→ Requirements
Copy out every line, not only the answers, from the start of the entries through the line with "left=156, top=304, right=200, bottom=389", and shift each coordinate in the answers by -4.

→ Records provided
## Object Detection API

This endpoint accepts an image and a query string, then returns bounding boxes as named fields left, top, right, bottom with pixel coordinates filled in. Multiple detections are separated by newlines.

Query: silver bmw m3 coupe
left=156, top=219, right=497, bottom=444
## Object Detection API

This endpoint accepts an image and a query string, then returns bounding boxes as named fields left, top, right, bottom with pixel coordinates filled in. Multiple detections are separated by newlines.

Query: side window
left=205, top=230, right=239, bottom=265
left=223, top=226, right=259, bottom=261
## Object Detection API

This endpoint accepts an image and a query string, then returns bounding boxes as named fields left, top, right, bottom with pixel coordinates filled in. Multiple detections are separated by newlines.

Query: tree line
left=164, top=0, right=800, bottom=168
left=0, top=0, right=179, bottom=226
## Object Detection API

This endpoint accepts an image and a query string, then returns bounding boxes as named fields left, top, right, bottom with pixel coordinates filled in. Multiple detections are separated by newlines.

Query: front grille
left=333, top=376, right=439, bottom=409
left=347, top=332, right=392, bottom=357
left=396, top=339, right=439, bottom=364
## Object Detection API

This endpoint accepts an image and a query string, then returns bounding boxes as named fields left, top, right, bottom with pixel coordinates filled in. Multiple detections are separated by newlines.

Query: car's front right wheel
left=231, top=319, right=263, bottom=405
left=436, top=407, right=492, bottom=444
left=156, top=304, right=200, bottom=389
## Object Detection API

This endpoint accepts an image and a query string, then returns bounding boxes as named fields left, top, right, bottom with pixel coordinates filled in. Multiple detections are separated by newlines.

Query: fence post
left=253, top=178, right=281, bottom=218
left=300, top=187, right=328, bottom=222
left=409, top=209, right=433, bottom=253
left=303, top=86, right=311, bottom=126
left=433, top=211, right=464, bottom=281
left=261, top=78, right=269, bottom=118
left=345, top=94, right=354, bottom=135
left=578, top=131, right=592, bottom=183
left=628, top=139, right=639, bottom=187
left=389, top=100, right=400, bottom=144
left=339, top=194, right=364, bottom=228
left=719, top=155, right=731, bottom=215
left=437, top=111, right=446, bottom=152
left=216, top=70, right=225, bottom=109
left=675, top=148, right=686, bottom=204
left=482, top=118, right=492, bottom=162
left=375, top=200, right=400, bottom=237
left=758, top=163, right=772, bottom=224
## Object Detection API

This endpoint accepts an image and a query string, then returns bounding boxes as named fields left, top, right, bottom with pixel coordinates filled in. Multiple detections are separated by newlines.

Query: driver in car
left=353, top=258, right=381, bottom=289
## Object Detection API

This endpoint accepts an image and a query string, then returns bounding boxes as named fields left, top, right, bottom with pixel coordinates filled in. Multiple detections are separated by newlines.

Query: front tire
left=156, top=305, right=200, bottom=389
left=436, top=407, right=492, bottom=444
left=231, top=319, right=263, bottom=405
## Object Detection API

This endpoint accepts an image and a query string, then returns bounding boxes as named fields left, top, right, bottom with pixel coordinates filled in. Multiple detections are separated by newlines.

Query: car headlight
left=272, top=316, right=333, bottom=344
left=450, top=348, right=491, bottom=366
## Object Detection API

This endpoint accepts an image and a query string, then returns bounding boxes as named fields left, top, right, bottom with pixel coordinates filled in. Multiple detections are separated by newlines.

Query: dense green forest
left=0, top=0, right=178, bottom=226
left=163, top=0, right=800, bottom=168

→ Output of the exercise
## Object Detection API

This endpoint accepts an image and a query string, then returns bounding boxes as named fields left, top, right, bottom with pixel coordinates filled in. Multiple detections are separated by newlines.

Query: silver bmw m3 coupe
left=152, top=215, right=493, bottom=440
## Object Detection API

This endpoint accepts an image and a query string, then returns bounding boxes as named fields left, top, right, bottom with pixel coordinates filled in. Multiple detections are separated by newlines.

Query: side window
left=201, top=226, right=235, bottom=261
left=219, top=222, right=255, bottom=257
## Object Detection API

This endpoint accepts an image and a query string, then returns bounding boxes as named fields left, top, right, bottom with pixel coordinates filled in. Multiple detections are separated by newlines.

Query: tree line
left=160, top=-4, right=796, bottom=164
left=-4, top=-4, right=175, bottom=222
## Object Detection API

This endpoint accepts an image and a query string, then returns bounding boxes as named fields left, top, right, bottom with pixel coordinates filled in. Multiple detections are separated by newlines.

Query: front grille
left=329, top=372, right=435, bottom=405
left=343, top=328, right=388, bottom=353
left=392, top=335, right=435, bottom=360
## Object Detection API

This endpoint accepts an image and a query string, then returns bounding boxes as named fields left, top, right, bottom with pixel coordinates filled in. Multiple detections are separated by newlines.

Query: car's front right wheel
left=227, top=315, right=259, bottom=401
left=432, top=403, right=488, bottom=440
left=152, top=300, right=196, bottom=385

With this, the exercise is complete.